**SOURCE EXTRACT**:

Irish musicians honour Shane MacGowan on Late Late Show with rendition of Rainy Night in Soho

Irish musicians honour Shane MacGowan on Late Late Show with rendition of Rainy Night in Soho

IRISH musicians have honoured Shane MacGowan with a rendition of the Pogues song A Rainy Night in Soho on Friday's Late Late Show.

Singer Glen Hansard was on vocals, supported by MacGowan's former Pogues bandmate Terry Woods for the cover of the song, which featured on the band's 1986 EP, Poguetry in Motion.

Hansard's fellow Frames member Colm Mac Con Iomaire, Steve Wickham of The Waterboys and Hothouse Flowers singer Liam Ó Maonlaí completed the line-up for the touching performance.

The quintet opened the show with the song, which was performed against a backdrop featuring a montage of the late singer.

Speaking afterwards, Hansard suggested the experience of singing the iconic song in the wake of MacGowan's death had filled him with a mix of both pride and panic.

"Singing that song tonight, it's just such an incredible honour and a terrifying thing to take on," he told host Patrick Kielty.

"It’s no easy task."

Rising tensions

Born to Irish parents in England on Christmas Day 1957, MacGowan passed away on Thursday, shortly after being discharged following several months in hospital.

Kielty described MacGowan as 'peerless and fearless', as he credited the songwriter for creating a soundtrack for a generation of Irish people.

**INFORMATION SHOWN**:
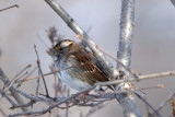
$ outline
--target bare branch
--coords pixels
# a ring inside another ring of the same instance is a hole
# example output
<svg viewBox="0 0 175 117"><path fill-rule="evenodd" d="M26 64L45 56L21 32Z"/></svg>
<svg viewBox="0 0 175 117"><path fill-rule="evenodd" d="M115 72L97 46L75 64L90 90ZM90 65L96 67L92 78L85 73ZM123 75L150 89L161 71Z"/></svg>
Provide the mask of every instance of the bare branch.
<svg viewBox="0 0 175 117"><path fill-rule="evenodd" d="M148 80L148 79L156 79L156 78L163 78L163 77L168 77L168 75L175 75L175 71L167 71L167 72L162 72L162 73L154 73L154 74L145 74L145 75L139 75L137 79L121 79L121 80L115 80L115 81L108 81L108 82L97 82L95 85L114 85L114 84L119 84L124 82L135 82L135 81L142 81L142 80Z"/></svg>
<svg viewBox="0 0 175 117"><path fill-rule="evenodd" d="M11 8L20 8L20 5L18 4L14 4L14 5L11 5L11 7L8 7L8 8L4 8L4 9L1 9L0 12L4 11L4 10L8 10L8 9L11 9Z"/></svg>
<svg viewBox="0 0 175 117"><path fill-rule="evenodd" d="M140 95L136 94L143 103L145 103L159 117L163 117L149 102L147 102L143 97Z"/></svg>
<svg viewBox="0 0 175 117"><path fill-rule="evenodd" d="M125 67L130 68L131 62L131 42L133 35L133 21L135 21L135 0L121 0L121 13L120 13L120 33L119 33L119 46L117 58L124 63ZM120 63L117 63L117 70L124 72L122 79L130 78L128 72ZM129 87L132 87L128 83ZM116 86L116 90L125 90L125 83L120 83ZM119 94L117 100L122 108L125 117L141 117L139 108L136 104L132 94Z"/></svg>
<svg viewBox="0 0 175 117"><path fill-rule="evenodd" d="M5 73L2 71L1 68L0 68L0 78L3 79L2 81L3 81L4 84L7 84L7 85L9 84L10 81L9 81L8 77L5 75ZM14 90L13 86L10 87L10 92L11 92L12 96L14 97L14 100L15 100L19 104L24 104L23 100L22 100L21 96L18 94L18 92L15 92L15 90ZM27 108L22 108L22 109L23 109L23 112L26 112L26 110L27 110Z"/></svg>

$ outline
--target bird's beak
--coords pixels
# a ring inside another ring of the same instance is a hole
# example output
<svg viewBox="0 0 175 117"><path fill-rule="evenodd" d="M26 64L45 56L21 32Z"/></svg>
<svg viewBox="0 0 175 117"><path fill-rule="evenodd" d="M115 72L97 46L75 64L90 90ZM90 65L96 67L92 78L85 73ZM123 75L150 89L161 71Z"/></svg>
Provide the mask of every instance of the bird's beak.
<svg viewBox="0 0 175 117"><path fill-rule="evenodd" d="M51 52L50 52L50 55L51 56L57 56L59 52L57 51L57 50L52 50Z"/></svg>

**REQUIREMENT**:
Extend the article about the Late Late Show tribute to Shane MacGowan past its final sentence.

**EXPECTED OUTPUT**:
"On behalf of everyone who, like me, grew up with his music and on behalf of a generation of Irish people, home and abroad, who were gifted a soundtrack to our lives which allowed us to feel part of something so much bigger, we'd like to say, 'thank-you, Shane' — rest in peace," said Kielty.

The host was also joined by singers Moya Brennan and Camille O'Sullivan, as well as actor Aidan Gillen, as the show's guests fondly recalled memories of the their late friend.

Former bandmate Woods echoed Kielty's words, adding that MacGowan's innovative approach to Irish music was what convinced the Dublin native to join The Pogues in 1986.

"One of the things about Shane that really got me was that he was an immigrant and his music reflected the immigrants in a huge way," he said.

"A lot of his ideas musically were kind of vague memories of things that he heard years ago, maybe at home or when he was visiting Ireland

"He wasn't disrespectful of Irish music in any way but he was able to make the cultural connection.

"That was why I joined The Pogues in the first place – I'd never played Irish music that way."